Start of Block

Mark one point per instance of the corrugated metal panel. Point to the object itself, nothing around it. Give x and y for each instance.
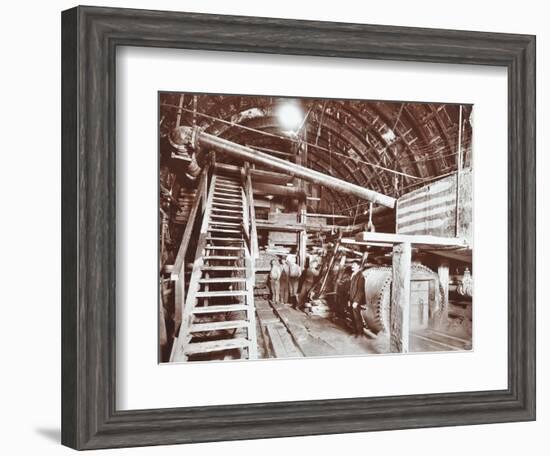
(431, 210)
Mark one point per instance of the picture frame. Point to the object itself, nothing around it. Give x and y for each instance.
(90, 36)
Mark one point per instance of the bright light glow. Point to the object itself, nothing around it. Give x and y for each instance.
(290, 116)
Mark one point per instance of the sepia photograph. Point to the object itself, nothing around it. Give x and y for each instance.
(298, 227)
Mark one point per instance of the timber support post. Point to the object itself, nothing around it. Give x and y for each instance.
(443, 273)
(400, 298)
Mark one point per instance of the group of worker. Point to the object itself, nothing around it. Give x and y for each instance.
(288, 283)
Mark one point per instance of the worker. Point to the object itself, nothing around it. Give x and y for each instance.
(285, 290)
(294, 272)
(357, 297)
(308, 280)
(275, 281)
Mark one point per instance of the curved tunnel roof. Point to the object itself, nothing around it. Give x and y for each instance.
(390, 147)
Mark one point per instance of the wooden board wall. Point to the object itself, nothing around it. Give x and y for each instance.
(431, 210)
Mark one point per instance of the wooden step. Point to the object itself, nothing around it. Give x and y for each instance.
(221, 230)
(228, 187)
(213, 222)
(215, 345)
(231, 211)
(221, 309)
(231, 217)
(220, 294)
(220, 191)
(218, 325)
(216, 205)
(222, 257)
(230, 200)
(223, 280)
(223, 247)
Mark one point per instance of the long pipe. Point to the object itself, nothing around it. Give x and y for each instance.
(254, 156)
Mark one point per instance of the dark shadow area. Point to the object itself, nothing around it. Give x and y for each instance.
(52, 434)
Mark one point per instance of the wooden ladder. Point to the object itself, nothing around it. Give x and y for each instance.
(219, 313)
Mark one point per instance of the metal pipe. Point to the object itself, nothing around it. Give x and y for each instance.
(254, 156)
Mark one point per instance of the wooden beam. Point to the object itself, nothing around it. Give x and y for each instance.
(443, 273)
(392, 238)
(247, 154)
(178, 271)
(400, 298)
(261, 175)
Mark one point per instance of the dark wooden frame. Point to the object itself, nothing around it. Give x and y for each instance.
(89, 38)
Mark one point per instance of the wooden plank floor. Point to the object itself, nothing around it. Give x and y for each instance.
(290, 333)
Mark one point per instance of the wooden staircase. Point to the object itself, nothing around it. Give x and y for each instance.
(219, 318)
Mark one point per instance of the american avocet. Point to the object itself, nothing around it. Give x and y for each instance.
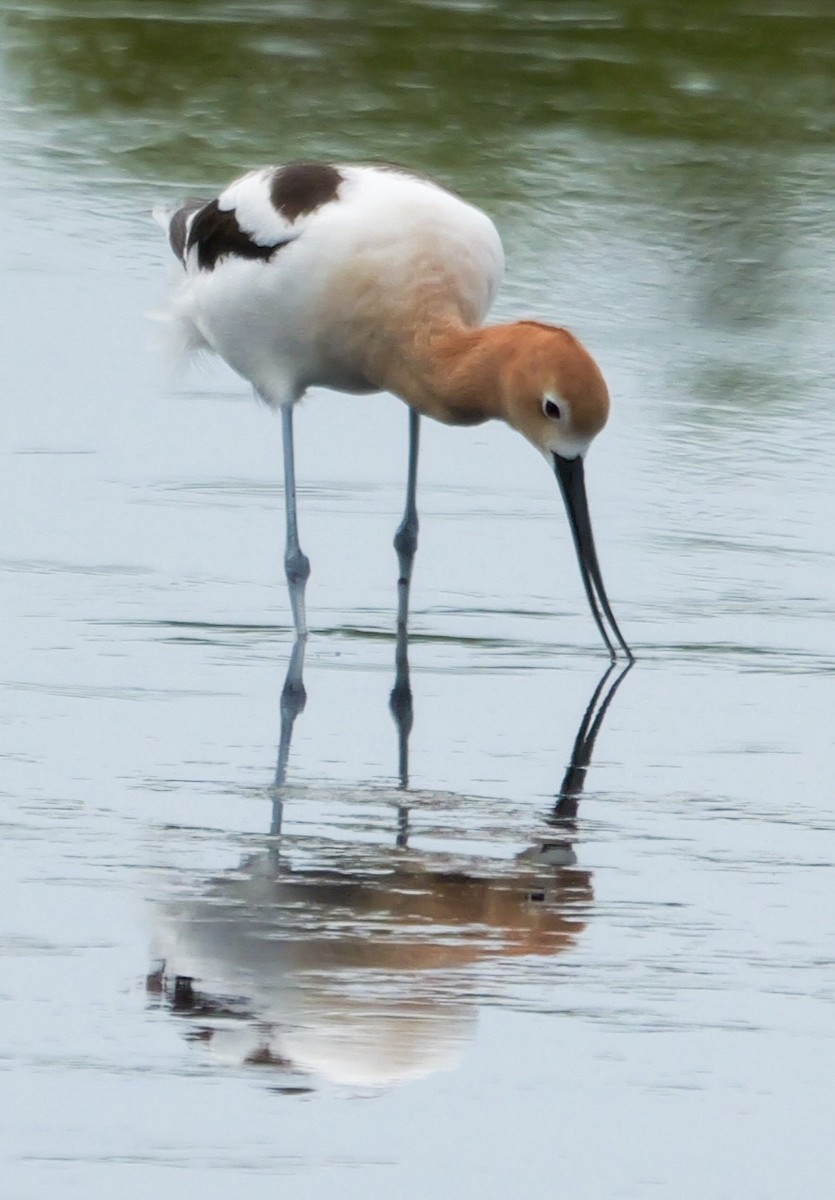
(370, 279)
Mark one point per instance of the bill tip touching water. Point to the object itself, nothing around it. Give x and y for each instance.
(372, 279)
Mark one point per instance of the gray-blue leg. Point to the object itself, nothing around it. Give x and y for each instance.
(406, 544)
(406, 539)
(296, 564)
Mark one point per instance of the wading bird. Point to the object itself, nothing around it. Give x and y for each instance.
(371, 279)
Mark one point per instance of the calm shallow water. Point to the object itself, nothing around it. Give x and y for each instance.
(644, 1008)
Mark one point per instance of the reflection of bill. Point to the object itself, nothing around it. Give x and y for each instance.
(364, 970)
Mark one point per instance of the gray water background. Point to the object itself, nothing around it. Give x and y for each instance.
(653, 1019)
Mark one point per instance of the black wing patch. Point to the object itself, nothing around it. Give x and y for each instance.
(302, 187)
(178, 227)
(216, 233)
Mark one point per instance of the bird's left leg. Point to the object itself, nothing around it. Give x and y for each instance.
(406, 539)
(296, 565)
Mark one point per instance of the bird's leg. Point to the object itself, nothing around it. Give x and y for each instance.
(406, 539)
(406, 544)
(296, 564)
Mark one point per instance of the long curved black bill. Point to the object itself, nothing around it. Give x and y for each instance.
(572, 484)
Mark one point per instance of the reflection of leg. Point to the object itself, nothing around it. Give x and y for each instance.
(295, 563)
(406, 544)
(400, 702)
(293, 700)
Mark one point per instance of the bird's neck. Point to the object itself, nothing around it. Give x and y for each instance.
(451, 372)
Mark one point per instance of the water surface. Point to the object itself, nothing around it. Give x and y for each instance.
(468, 982)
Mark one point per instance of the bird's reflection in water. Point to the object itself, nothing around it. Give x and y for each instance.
(359, 963)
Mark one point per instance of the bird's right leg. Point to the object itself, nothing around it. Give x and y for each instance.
(296, 564)
(406, 544)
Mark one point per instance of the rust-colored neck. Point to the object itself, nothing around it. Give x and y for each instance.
(450, 372)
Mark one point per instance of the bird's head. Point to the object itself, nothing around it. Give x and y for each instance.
(556, 396)
(554, 393)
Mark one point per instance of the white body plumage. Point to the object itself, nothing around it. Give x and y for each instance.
(328, 268)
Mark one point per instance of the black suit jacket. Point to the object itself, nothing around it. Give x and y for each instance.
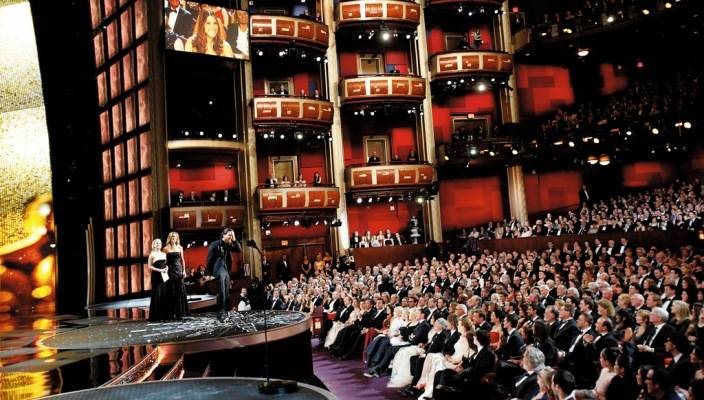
(219, 255)
(564, 334)
(184, 22)
(512, 347)
(477, 366)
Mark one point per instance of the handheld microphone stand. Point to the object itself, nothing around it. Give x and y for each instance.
(276, 386)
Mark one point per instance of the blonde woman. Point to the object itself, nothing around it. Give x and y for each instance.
(176, 302)
(157, 265)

End of Block

• **Try it**
Copy out the preceding entries without a single change, leaving out the pictures.

• **Exercise response**
Mark one point per instance of the corrugated metal panel. Point to the object itself, nothing around it. Give x and y for each instance.
(431, 210)
Mark one point per instance of the picture frame. Point to the object itself, nothing around it. Give x and y for each instance.
(90, 36)
Mark one point per instance of the bright light glow. Point to the object itself, nothing around it. Give x and y for each instance.
(290, 116)
Mark one point per instance of the sepia photograph. Point to the object itself, nothing around it. Give x and y for each instance.
(298, 227)
Mark one point per instance of the timber support post. Point to the object itself, nothing around it. Give x and y for each instance.
(443, 273)
(400, 298)
Mark one point per instance of the group of worker. Point to the object itself, nothing around it. Give x and y for each instance.
(288, 283)
Mark one point per instance of the worker. Point to the object itself, nothing around it. Give x and y for each instance.
(285, 290)
(294, 272)
(357, 297)
(308, 280)
(275, 281)
Mark one point per instance of the curved tunnel roof. Point to the object itself, nothing around it. Give x and y for each instance.
(390, 147)
Mark one point per instance of the wooden board wall. Point to the object itself, nothing around it. Give x and y for each instance.
(431, 210)
Mark one point per instance of the wooden step. Point to the object itself, nothing around it. Give x and y for each instance.
(221, 230)
(228, 187)
(213, 222)
(215, 345)
(231, 211)
(221, 309)
(231, 217)
(220, 294)
(220, 191)
(218, 325)
(216, 205)
(222, 257)
(230, 200)
(223, 280)
(223, 247)
Mark one point per instance of the long pipe. Point to the object itself, nothing around it. Give x and y for each instance.
(254, 156)
Mark one point per instance of the dark shadow area. Point to the object itself, nothing around it. Give x and y for each instance.
(52, 434)
Mark one point per instance of the wooden ladder. Point to the object itself, nothing around it. Give x and y for each instance.
(219, 313)
Mark one point per instance of the metal pipe. Point to the object itself, nothing around it. Give x and y for each instance.
(254, 156)
Mark one point per instance of the wooden beam. Point to the object itself, nothing around it. Give x and y for each instance.
(443, 273)
(392, 238)
(247, 154)
(178, 271)
(400, 298)
(261, 175)
Mark one point per instance of the dark wooden frame. Point to the object itself, nothing around it. Give x and y for each instance.
(89, 38)
Mark one point per instance of the wooden plank floor. Point to the object itself, nothing around it. Give x and y for each instance.
(290, 333)
Mark one point per instance of the wooden staircase. Point to the object itself, nothing around it. Give x and y for each instance.
(219, 318)
Mark one point per instance of the american avocet. Point to the object itself, nothing around it. Give x and y for each instance.
(370, 279)
Mark one point per instance of the bill tip touching water. Point to the object itself, nothing around it. Give x and y for each instance.
(372, 279)
Mark one point per instance of the gray-blue leg. Point to the object itself, nothing around it. Give x and y for each instance.
(406, 544)
(406, 539)
(296, 564)
Mark one point per instance of the wading bird. Point to the object itself, nothing around it. Give x and y for each instance.
(371, 279)
Mark one point per instance of the calm shallow water. Point to the object itself, nothing around it. Give x and y for each instance.
(644, 1008)
Mark one point per instance of the reflection of bill. Point to the object itself, nothing around it. Give x and y for each instance.
(364, 970)
Mark one point per instance of the gray water background. Point to the object itself, nothing around it. Give x and y for each instance.
(653, 1019)
Mark one point per instance of the black wing patch. Point to the object itself, nothing around it. Give x and y for each instance.
(302, 187)
(178, 227)
(216, 233)
Mark one point per instance of the bird's left leg. Point to the object itself, nothing around it. Give x and y for each instance.
(406, 539)
(296, 565)
Mark one point per instance of the bird's leg. Point to the object itself, nothing around it. Give x and y for each instance.
(406, 539)
(406, 544)
(296, 564)
Mark one point per instance of the long curved black bill. Point to the object itself, nothing around it. Give x and y for each instance.
(572, 484)
Mark one point per instance of the reflection of leg. Point to the object itself, nothing around it. Give x and y for each instance.
(295, 563)
(406, 544)
(400, 702)
(293, 700)
Mark one point per instance of the bird's neck. Point to the object itself, nothing around it. Give x and y for each instance.
(451, 372)
Mark one point per instance of the water surface. Point to the object itself, nothing around it. Give x and y for each instance.
(468, 982)
Mark one point per instance of the bird's reflection in water. Point to the object itself, nothing around it. Give x and y for each instance.
(359, 963)
Mark one point per instance of the bird's right leg. Point to the object itself, nothing around it. Give x and y for each instance.
(296, 564)
(406, 544)
Mark one point per instance of the rust-colored neck. Point to the object itself, nothing around it. Give x and y for each instance.
(450, 372)
Mark one point per instance of the bird's head. Point to the object itself, nothing around it. Give x and y for each instance.
(556, 396)
(554, 393)
Mark one point per instance of the white body plumage. Point to the object itself, nothing around it. Give x and y for each instance.
(328, 268)
Mark one point per instance of the black suit jacket. Point to the object itself, nothing around it. Give x and y for each instance.
(219, 255)
(564, 334)
(184, 22)
(512, 347)
(477, 366)
Mark one point per instance of the handheld microphone stand. Point to the object itself, nothing around it. Give x and y for each instance.
(276, 386)
Mark one point per instance of the blonde woman. Point to the object itself, nothing around it. Give x and y for each instance.
(176, 302)
(157, 265)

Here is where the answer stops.